Using the information -
1. Translate this sentence from the bus-newsletter text into Spanish: "That newsletter became a vehicle for my writing."
2. Pick up the bus-newsletter text right after its last sentence and keep it going in the same voice.

[Opening Exercise text section]

I never can get my muse to shaddup.  It’s always churning. Blogs get half-written in my head driving or walking my dog.
I worry about running out of craziness — I call it “blog-material.” What will it be today? Cellphone jollies, automobiles (I’m a car-guy), online acrimony, Facebook fulminatin’, GPS madness (“What you been smokin’ girl?”), technical hairballs, and of course trains (I’m a railfan).
Keying in stuff has occasionally gone past midnight.
It began driving bus. I started doing a voluntary newsletter for my bus-union. I did it in Word®.
It had immense powah. For once the union’s viewpoints were getting to the politicos who funded the bus-service. Transit was a gumint endeavor.
That newsletter became a vehicle for my writing. I’d crank bus-stories on the back of blank time-sheets and tiny transfer-slips.
.....At end-of-line layovers, killing time before returning. My stories came driving bus.
My newsletter became successful because I had no time to edit. My wife used to say “Leave it alone! It’s great as is. Edit and you ruin it.”
Politicians loved it; a pleasant read.
Even Transit management loved it; it explained what it was like to drive bus. Granny in her Buick, the NASCAR wannabees, and most-of-all our clientele.
We bus-drivers had an unspoken rule: DON’T GET SHOT!
That was back in the ‘90s before my stroke, which ended my bus-driving.
It also ended my newsletter, but not my writing.

[Closing Exercise text section]
[Opening Data to examine section]

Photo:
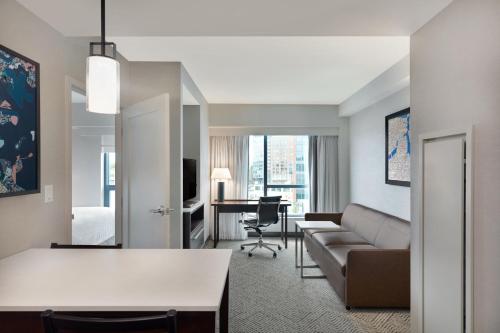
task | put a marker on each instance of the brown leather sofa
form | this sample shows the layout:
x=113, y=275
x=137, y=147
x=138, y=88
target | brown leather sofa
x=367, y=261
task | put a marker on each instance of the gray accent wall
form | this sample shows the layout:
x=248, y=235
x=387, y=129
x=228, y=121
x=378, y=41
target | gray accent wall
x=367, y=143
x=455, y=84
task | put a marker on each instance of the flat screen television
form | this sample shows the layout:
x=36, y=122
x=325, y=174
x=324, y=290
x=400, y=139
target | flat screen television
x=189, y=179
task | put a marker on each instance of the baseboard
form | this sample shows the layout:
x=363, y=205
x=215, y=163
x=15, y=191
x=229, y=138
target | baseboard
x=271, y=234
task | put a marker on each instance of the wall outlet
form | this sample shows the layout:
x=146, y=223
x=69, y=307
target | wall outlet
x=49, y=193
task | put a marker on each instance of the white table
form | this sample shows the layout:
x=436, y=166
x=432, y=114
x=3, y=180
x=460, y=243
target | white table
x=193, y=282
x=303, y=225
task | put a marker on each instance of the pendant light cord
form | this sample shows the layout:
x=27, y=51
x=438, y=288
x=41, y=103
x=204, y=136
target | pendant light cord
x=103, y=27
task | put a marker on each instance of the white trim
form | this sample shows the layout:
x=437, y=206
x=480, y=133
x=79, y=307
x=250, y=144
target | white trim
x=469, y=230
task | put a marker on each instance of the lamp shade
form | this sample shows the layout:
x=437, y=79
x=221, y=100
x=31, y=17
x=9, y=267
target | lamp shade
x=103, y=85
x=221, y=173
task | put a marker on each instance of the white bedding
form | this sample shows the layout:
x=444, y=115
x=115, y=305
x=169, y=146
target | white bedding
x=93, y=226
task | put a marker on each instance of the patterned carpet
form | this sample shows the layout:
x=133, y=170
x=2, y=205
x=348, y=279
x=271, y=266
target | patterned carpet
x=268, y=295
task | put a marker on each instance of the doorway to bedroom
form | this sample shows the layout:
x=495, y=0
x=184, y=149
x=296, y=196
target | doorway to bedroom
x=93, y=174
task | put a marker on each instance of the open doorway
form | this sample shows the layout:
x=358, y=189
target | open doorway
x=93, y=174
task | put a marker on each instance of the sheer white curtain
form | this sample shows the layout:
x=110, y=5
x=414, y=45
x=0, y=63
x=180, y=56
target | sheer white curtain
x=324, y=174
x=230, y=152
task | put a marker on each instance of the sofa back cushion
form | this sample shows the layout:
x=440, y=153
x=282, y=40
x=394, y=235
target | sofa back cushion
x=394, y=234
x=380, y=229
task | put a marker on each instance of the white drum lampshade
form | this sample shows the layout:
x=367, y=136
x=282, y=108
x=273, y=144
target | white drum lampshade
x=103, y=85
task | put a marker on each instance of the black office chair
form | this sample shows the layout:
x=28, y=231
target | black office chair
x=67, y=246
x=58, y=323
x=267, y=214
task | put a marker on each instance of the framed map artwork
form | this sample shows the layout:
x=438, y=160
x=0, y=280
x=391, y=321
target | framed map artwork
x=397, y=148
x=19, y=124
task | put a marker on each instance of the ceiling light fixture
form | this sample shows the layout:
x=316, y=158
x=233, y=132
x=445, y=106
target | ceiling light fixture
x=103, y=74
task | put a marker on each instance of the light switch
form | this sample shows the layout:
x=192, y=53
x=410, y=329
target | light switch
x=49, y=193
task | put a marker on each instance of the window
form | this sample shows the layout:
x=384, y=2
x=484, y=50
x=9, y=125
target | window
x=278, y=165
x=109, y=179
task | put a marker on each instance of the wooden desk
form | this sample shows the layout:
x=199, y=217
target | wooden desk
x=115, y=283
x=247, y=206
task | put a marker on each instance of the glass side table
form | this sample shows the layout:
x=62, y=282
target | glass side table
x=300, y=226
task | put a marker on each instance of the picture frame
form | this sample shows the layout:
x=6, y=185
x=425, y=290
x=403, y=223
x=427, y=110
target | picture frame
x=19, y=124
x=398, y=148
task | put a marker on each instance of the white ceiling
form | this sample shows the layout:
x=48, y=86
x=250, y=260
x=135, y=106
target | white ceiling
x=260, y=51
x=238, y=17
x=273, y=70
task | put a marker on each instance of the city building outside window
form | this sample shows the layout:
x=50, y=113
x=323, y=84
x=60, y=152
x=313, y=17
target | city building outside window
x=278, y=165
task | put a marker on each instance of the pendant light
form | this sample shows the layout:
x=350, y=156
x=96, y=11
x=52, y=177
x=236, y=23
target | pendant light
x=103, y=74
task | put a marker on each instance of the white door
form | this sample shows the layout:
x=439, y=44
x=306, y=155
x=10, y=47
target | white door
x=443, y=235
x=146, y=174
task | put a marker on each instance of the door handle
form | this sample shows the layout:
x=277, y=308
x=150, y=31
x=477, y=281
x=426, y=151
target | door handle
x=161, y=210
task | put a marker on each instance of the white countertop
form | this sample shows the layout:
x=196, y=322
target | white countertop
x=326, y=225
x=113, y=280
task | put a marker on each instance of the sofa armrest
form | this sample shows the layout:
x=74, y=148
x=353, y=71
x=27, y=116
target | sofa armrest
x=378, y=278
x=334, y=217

[Closing Data to examine section]
[Opening Data to examine section]

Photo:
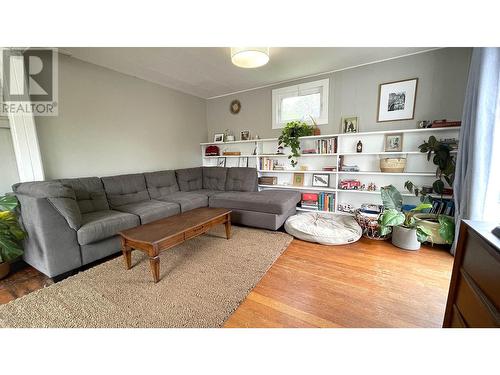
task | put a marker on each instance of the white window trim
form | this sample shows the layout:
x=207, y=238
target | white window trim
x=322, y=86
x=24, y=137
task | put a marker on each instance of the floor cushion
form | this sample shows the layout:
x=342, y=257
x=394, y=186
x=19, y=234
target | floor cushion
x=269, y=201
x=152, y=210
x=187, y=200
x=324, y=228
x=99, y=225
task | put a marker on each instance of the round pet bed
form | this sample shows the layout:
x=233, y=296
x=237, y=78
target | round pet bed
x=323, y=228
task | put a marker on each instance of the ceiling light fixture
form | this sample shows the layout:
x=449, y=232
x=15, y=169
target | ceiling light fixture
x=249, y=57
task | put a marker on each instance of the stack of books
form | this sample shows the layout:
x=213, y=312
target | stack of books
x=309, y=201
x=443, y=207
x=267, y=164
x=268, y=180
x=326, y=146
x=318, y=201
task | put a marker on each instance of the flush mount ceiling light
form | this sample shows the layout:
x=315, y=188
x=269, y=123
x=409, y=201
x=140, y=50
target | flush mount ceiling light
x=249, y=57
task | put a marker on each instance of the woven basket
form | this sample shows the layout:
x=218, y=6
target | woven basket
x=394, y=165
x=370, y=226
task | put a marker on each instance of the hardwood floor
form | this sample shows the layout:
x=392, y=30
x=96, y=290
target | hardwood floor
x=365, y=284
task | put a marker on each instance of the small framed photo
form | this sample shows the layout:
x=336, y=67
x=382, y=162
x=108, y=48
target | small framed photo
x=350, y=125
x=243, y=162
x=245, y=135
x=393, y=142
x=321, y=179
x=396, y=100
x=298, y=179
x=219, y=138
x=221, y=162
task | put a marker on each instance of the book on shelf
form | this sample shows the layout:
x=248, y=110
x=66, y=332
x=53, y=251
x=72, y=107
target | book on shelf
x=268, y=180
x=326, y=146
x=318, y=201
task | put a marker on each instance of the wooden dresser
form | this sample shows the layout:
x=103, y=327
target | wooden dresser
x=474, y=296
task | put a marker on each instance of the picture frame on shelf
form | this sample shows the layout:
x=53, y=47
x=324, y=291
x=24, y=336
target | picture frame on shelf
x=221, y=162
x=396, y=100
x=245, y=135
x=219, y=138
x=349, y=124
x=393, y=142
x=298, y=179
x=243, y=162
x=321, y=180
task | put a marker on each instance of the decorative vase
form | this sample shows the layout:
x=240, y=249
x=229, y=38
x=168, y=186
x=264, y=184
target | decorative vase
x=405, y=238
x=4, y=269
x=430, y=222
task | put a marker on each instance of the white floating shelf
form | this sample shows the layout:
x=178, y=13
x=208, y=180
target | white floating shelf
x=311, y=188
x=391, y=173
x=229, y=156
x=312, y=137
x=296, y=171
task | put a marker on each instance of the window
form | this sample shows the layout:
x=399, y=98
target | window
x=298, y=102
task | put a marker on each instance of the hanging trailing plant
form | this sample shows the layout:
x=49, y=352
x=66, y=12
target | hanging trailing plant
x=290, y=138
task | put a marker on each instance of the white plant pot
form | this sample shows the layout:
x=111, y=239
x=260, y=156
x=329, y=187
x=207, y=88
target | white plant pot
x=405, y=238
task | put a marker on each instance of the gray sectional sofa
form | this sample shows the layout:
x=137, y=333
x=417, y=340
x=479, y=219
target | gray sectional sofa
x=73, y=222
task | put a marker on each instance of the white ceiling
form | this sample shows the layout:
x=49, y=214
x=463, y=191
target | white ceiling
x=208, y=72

[Closing Data to examine section]

Answers by item number -
1. Ese boletín se convirtió en un vehículo para mi escritura.

2.
What a joy it was to return from hospital and find I could still sling words.
I lost my ability to play piano (nine years of classical piano-training; Clementi arpeggios through tears), and I could no longer sing. —But I could still write.
Computer keyboarding is a bit sloppy — poor motor control is a stroke detriment. I rely on spellcheck to find my mistypes.
After stroke rehab, I began as an unpaid intern at Messenger newspaper in nearby Canandaigua. That was because of enjoying that bus-union newsletter; no bus-driving for this kid!
“If I were to write anything at all for this newspaper,” I said one day; “it’s that presidents don’t wear hats.”
Instead of reminding me I had a stroke: “So write it!” they suggested. They published it in their newspaper.
So began my weekly column, which they kept publishing for months until I got the flag-police upset.
My brother in northern DE set up a family website, and I started flying stuff on that.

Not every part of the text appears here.